Segment Open
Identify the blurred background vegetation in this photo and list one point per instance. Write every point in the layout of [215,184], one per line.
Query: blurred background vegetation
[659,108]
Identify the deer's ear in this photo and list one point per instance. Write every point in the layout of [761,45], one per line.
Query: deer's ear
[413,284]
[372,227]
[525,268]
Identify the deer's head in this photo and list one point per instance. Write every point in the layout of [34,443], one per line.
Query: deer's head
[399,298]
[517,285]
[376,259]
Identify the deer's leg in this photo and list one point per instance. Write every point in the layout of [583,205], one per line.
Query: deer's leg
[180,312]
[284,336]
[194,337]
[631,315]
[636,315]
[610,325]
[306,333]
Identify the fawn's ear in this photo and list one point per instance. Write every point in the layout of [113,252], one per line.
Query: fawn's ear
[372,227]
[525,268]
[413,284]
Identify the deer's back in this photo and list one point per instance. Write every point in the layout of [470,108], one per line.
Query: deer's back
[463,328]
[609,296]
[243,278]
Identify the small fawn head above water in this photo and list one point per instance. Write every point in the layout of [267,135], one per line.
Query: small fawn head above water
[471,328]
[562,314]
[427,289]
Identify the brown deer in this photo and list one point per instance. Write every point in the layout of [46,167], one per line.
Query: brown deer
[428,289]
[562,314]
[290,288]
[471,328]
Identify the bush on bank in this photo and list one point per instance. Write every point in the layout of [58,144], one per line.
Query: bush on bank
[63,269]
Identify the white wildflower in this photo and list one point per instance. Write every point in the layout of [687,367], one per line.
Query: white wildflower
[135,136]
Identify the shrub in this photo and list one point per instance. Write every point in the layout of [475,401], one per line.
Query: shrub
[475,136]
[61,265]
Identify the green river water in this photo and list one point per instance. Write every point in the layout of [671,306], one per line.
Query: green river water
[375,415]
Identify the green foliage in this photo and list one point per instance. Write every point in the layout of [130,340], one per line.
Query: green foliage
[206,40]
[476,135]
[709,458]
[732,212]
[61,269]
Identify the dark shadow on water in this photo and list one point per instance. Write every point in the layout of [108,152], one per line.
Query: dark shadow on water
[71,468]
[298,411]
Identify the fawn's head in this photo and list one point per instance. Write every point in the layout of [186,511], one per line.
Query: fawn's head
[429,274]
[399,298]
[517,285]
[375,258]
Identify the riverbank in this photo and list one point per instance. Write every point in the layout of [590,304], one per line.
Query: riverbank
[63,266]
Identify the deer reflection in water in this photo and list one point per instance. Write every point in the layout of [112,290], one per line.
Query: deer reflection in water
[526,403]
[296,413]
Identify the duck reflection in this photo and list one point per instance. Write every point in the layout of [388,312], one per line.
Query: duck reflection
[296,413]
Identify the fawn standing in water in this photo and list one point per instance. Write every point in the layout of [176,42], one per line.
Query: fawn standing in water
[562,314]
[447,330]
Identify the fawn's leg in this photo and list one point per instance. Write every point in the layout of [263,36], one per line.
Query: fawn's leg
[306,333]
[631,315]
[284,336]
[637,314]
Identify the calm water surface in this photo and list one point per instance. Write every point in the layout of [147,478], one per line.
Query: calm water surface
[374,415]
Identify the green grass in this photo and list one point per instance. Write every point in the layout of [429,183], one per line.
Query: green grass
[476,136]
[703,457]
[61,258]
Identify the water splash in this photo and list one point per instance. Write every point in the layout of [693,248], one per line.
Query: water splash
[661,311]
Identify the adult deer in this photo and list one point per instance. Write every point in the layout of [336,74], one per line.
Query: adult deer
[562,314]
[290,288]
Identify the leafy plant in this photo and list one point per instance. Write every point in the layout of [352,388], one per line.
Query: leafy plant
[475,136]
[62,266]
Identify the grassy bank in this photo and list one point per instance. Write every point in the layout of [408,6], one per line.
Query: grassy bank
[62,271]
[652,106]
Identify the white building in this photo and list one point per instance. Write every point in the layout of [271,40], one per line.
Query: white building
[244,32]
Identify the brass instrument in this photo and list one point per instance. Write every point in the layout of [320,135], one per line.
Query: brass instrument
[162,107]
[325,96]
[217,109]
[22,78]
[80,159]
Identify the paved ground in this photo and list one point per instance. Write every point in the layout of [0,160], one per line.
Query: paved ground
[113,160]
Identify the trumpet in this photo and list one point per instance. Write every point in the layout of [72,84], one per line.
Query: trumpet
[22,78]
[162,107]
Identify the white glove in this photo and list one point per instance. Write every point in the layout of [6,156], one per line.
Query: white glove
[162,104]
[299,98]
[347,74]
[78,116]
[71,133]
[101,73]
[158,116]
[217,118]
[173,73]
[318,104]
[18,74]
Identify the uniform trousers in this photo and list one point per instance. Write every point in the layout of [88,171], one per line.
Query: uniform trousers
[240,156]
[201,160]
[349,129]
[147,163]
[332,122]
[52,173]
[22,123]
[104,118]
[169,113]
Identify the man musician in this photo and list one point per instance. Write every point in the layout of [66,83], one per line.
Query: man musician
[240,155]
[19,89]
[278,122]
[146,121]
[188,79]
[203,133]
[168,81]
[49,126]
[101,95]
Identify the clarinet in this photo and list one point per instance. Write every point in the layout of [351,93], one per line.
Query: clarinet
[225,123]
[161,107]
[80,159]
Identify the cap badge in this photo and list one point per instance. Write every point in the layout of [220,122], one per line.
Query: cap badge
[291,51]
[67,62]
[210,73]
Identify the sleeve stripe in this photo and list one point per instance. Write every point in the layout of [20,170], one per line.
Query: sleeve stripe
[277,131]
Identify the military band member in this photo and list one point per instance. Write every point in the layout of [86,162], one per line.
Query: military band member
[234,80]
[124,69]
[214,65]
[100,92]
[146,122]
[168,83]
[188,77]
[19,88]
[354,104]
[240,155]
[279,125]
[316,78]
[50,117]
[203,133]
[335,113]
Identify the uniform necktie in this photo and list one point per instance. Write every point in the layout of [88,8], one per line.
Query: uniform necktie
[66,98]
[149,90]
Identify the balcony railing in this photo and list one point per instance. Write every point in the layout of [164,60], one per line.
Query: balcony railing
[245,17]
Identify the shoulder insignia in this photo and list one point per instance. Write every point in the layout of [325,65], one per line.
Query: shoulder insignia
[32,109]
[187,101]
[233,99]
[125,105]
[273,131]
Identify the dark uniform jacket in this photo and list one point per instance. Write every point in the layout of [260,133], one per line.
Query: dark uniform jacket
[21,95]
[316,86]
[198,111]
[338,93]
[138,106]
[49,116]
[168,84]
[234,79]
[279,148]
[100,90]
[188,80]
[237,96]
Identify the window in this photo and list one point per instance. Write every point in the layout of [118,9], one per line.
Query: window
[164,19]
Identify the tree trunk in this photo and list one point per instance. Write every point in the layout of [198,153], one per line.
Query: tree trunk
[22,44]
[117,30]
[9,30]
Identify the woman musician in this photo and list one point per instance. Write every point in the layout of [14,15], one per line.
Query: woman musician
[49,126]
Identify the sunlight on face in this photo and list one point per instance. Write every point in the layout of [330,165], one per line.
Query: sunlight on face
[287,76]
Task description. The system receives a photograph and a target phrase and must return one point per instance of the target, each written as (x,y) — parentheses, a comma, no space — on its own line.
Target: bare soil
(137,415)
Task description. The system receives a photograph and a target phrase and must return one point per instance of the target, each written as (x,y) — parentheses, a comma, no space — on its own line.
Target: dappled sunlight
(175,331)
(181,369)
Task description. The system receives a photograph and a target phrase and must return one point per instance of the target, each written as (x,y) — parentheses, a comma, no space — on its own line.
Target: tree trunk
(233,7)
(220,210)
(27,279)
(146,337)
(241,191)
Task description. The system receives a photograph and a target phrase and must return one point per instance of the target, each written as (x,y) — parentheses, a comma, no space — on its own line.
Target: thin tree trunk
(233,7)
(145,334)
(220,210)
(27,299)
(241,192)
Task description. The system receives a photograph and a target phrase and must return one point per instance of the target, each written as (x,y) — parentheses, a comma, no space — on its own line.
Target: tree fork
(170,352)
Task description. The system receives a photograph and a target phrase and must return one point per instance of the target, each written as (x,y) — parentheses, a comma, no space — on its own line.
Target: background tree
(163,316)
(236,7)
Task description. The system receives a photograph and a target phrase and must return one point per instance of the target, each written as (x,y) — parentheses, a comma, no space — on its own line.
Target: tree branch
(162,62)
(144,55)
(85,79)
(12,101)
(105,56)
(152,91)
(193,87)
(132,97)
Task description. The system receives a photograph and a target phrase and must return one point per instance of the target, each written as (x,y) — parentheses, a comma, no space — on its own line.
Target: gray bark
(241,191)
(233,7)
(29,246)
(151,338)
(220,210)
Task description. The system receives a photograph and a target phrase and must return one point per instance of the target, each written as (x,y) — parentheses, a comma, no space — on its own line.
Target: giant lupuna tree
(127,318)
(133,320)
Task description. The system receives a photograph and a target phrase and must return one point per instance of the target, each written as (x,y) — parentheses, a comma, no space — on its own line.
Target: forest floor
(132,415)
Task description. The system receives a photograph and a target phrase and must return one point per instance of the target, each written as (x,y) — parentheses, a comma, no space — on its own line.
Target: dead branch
Segment Closed
Problem
What you retype should run from the first line of the entries above through the line containing "Identify the fawn's ear", exactly and in full.

Reply to the task
Identify the blurred background vegetation in this photo and list one point per instance. Write every point in the layout of [215,184], one per line.
Query: blurred background vegetation
[659,108]
Identify the deer's ear in this photo and list one point per instance. Write every point in the layout of [761,45], one per line.
Query: deer's ear
[413,284]
[372,227]
[525,268]
Identify the deer's head in this photo and list one point per instance. Write every point in the layout of [34,443], one per line.
Query: deer's head
[399,298]
[517,285]
[376,259]
Identify the deer's leg in this photo and list one point per instance. Write every point in the layout of [583,205], one per line.
Query: deer's leg
[180,312]
[284,336]
[194,337]
[631,315]
[636,315]
[610,325]
[306,333]
Identify the fawn's ear in this photo and list one point per instance. Write every point in the layout of [113,252], one per line.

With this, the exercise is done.